#### Task to complete:
Revise the lines below by swapping "blue kit" for "blue jersey", keeping everything else unchanged.
- - - -
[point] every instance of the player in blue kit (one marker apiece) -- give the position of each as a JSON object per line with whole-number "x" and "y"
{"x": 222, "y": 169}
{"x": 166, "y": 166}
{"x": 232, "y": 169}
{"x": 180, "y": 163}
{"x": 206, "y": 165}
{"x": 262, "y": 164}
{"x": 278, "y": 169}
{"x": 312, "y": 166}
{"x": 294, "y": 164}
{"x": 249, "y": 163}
- - - -
#### Result below:
[point] every instance of the player in blue jersey (one marker apiece) -- give the position of each as a JSON object per line with whole-number "x" and "y"
{"x": 222, "y": 169}
{"x": 166, "y": 166}
{"x": 232, "y": 169}
{"x": 180, "y": 163}
{"x": 206, "y": 165}
{"x": 262, "y": 164}
{"x": 278, "y": 169}
{"x": 312, "y": 166}
{"x": 294, "y": 164}
{"x": 249, "y": 163}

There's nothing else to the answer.